(Objectifs):
[1] Relevez toutes les expressions placées entre guillemets dans le texte sur le bistrot des Zingots.
[2] Poursuivez le texte sur le bistrot des Zingots à la suite de sa dernière phrase.

L’amitié masculine s’entretient aussi à coups de rituels.
Ainsi, en Automne, dans les premiers frimas parisiens, quand les chandails ressortent des armoires et que le froid du soir nous pique les joues de plus en plus tôt, nous aimons nous retrouver entre hommes, dans un bon vieux bistrot aux faux airs de 3ème République, pour savourer le temps qui passe autour de plats solides, forts-à-bras, totalement étrangers au genre féminin.
Ce soir donc, adieu le Bar vapeur au fenouil et les coquilles Saint-Jacques des dîners en amoureux, l’heure est au cochon dans tous ses états, aux abats qui luisent dans l’assiette, aux fromages de caractère et aux vins francs du collier.
Et c’est aux Zingots que ça se passe. Un ancien claque, mi-hall de gare, mi-bouillon 1900, au zinc interminable, larges banquettes et ardoises griffonnées qui font ralentir le pas à l’arrivée. Ici tout est « à l’ancienne », le décor bistrotier haut de plafond, la carte qui joue la tradition tripaillère et le patron, Gilles Bénard (également à la tête du fameux Ramulaud dans le XIème), tablier noir, verbe dru, lunettes autour du cou, un Gabin qui n’aurait fait de cinéma que dans son caboulot. Mais avec quel talent…
Car c’est un personnage Monsieur Gilles ! Il en impose et lui demander comment est préparé le "Roulé de tête de cochon de Bigorre" ou le "Craquant de pied de porc" est tout un art de diplomatie. Mais il a bon fond Monsieur Gilles, il aime son métier, sa cuisine, ses clients et sait les conseiller avec l'éloquence et la conviction des passionnés.
Sans lui nous serions peut-être passés à côté de ses divines huîtres « Utah Beach », les meilleures que j’ai jamais goûtées à ce jour, pas celles que l’on finit sur les côtes de l’Atlantique, non, les authentiques, les pures, celles qui ne quittent la Normandie que pour votre assiette, tendres, au petit goût de noisette, à peine iodées, tout en finesse.
Sans lui, nous n’aurions pas découvert ce Saint Chinian 99 au nom évocateur de cuvée « Une et Mille Nuits » du Domaine Canet Valette (la carte des vins est exceptionnelle de découvertes et de sagesse à moins de 30 €), si profond, dense et épicé qu’il vous réchauffe le cœur autant que le palais.

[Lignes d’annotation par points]
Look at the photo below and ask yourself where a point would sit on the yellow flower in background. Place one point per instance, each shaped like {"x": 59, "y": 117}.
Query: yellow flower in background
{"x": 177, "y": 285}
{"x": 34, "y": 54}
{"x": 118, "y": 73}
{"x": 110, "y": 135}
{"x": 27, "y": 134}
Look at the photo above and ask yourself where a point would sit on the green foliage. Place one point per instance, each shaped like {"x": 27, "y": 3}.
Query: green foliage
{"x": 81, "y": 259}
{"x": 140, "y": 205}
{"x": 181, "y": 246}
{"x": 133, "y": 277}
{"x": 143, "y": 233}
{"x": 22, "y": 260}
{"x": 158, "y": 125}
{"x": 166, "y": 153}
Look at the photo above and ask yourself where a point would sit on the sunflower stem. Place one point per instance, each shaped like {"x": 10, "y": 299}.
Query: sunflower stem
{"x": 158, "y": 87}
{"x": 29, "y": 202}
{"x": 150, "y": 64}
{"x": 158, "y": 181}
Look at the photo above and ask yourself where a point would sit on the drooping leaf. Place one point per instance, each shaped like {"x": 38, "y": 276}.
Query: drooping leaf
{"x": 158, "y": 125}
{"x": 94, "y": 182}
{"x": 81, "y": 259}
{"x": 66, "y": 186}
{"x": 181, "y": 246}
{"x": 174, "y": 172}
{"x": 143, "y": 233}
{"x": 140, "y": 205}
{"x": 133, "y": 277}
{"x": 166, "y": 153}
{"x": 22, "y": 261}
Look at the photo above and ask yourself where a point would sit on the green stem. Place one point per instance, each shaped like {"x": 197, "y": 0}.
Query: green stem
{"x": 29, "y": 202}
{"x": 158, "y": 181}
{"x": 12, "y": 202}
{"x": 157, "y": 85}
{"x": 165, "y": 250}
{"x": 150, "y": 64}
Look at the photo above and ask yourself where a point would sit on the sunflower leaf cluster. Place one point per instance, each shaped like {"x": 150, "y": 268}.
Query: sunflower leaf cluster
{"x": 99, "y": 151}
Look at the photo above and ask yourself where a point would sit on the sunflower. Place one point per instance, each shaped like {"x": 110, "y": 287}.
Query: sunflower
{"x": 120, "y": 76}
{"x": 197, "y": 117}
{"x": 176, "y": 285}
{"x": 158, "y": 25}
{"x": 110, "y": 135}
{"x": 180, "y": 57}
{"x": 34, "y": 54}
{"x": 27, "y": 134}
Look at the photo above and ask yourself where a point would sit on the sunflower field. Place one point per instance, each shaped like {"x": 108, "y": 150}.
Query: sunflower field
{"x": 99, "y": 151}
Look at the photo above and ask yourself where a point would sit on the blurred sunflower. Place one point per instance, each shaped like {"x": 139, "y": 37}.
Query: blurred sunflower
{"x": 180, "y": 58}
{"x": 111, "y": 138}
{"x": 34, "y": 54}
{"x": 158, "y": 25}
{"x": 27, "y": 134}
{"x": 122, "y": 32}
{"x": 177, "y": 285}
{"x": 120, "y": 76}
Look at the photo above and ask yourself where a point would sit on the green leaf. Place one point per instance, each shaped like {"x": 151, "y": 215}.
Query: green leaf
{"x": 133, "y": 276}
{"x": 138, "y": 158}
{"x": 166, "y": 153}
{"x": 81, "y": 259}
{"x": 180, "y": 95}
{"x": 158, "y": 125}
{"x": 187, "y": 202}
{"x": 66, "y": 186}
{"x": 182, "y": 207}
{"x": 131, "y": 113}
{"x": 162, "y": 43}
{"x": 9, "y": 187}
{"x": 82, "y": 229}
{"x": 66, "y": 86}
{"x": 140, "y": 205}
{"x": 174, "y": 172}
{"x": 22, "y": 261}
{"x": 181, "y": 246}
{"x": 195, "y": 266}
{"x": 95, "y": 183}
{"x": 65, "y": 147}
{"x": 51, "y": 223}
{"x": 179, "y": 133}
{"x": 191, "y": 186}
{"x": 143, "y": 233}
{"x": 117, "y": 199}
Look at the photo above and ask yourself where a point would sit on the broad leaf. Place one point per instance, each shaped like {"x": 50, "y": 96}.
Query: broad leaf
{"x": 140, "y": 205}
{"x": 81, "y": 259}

(Résultats par tâche):
[1]
- « à l’ancienne »
- « Roulé de tête de cochon de Bigorre »
- « Craquant de pied de porc »
- « Utah Beach »
- « Une et Mille Nuits »

[2]
Sans ses explications je n’aurais peut-être pas misé sur le « Croustillant de joue de bœuf » qui se révéla un pur moment de bonheur égoïste, une viande fondante et craquante tout à la fois, relevée de la fraîcheur légèrement acidulée d’une salade d’herbes, si croquante en bouche.
C’est tout le charme de ces moments. Le froid s’installe peu à peu à l’extérieur et nous nous réfugions dans la douce chaleur du vin, la cuisine solide, large d’épaule, décomplexée de la diététique et le plaisir de la conversation. Nous avons nos sujets, les femmes bien-sûr, la politique aussi, le dernier livre qui nous a tenu éveillé, la vie qui passe, le Bas-Armagnac ou la Prune de Souillac du patron, et les plaisirs de la table, encore et toujours.
Aux Zingots les plats et les amis vous tutoient, et finalement, c’est ce que l’on cherche.
Aux Zingots
12, rue de la Fidélité
75010 PARIS
Tél. : 01 47 70 19 34
Comptez 45 € par personne.
Attention, tu affiches tes penchants homosexuels (solides, forts, cochon, abats, qui luisent, dru…) ! C’est un mois de Novembre très masculin. Mais le post est bien écrit et tu ne verses pas dans le François Simon. Je vais retourner au resto
Rédigé par : Le Chic Geek | 09 janvier 2007 à 20:08
Bon resto, patrons marrants, sympa, jolie salle..
Rédigé par : MOUTON NOIR | 01 février 2007 à 09:41
Quand je te dis qu'on va finir par se croiser !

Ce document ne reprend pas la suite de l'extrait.